La diffusione di strumenti di manipolazione di immagini e video facilmente accessibili a un numero sempre più vasto di persone ha fatto crescere, negli ultimi anni, i problemi legati alla verifica di autenticità e alla credibilità dei dati multimediali. 

Nell’era dell’informazione, il noto detto “credo a ciò che vedo” non può più essere considerato un paradigma valido: oggi, quando si osserva un contenuto multimediale, non è affatto scontato il fatto di essere davanti a qualcosa di autentico e reale, quanto piuttosto al frutto di una rielaborazione o addirittura di una sintesi artificiale. Per questo è fondamentale disporre di tecniche che consentano di rivelare possibili alterazioni dei contenuti, specie quando queste sono realizzate in maniera talmente accurata da non essere percepibili ad occhio nudo.

L’analisi forense applicata alla multimedialità si occupa esattamente di questo. L’idea è quella di produrre algoritmi il più possibile automatizzati e affidabili in grado di scoprire una serie di tracce nascoste nei dati, che a loro volta consentano di determinare la sorgente dell’informazione (ad esempio quale modello di fotocamera è stato usato nell’acquisizione o addirittura quale specifico dispositivo), o eventuali elaborazioni e modifiche effettuate sui dati a valle dell’acquisizione come manipolazioni, cancellazioni o fotomontaggi.

◆ **Elenco voci**

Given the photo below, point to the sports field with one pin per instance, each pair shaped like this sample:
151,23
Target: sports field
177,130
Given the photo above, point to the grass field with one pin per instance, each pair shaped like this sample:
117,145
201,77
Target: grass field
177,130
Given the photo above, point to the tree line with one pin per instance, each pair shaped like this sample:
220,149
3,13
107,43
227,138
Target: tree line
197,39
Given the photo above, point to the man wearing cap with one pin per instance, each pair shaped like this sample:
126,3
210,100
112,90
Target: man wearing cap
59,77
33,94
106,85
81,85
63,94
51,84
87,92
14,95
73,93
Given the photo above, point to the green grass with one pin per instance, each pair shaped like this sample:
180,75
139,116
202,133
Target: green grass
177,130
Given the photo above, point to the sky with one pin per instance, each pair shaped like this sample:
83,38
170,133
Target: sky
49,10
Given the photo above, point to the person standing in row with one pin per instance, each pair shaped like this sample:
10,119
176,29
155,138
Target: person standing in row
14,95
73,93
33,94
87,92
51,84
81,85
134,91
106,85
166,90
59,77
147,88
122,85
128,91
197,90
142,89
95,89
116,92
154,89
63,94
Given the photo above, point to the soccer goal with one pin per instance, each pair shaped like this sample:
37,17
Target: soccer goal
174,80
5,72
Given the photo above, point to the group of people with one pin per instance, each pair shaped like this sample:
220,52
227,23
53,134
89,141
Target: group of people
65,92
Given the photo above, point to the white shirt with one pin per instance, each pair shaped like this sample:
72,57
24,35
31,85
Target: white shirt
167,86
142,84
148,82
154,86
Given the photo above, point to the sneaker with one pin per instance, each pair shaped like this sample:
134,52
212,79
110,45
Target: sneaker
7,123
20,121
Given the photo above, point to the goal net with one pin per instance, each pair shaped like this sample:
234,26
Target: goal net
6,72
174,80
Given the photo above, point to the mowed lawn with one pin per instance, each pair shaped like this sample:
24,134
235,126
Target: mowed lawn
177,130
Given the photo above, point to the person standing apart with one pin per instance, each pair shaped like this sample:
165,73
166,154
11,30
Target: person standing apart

◆ **Compito richiesto**
Puoi proseguire il brano sull'analisi forense dei contenuti multimediali, riprendendo subito dopo la sua ultima frase?

◆ **Risposta qui sotto**
I progressi ottenuti nell’ambito della multimedia forensics negli ultimi decenni sono estremamente rilevanti, ma vanno di pari passo con i progressi delle tecniche di generazione e manipolazione di immagini e video, in una sorta di sfida continua. In questo senso, un potente strumento nelle mani dei manipolatori è oggi costituito dall’intelligenza artificiale (AI - Artificial Intelligence). Attualmente sono disponibili tecniche basate su AI capaci di generare immagini e video falsi di eccezionale qualità, senza la necessità di grandi competenze da parte dell’utilizzatore.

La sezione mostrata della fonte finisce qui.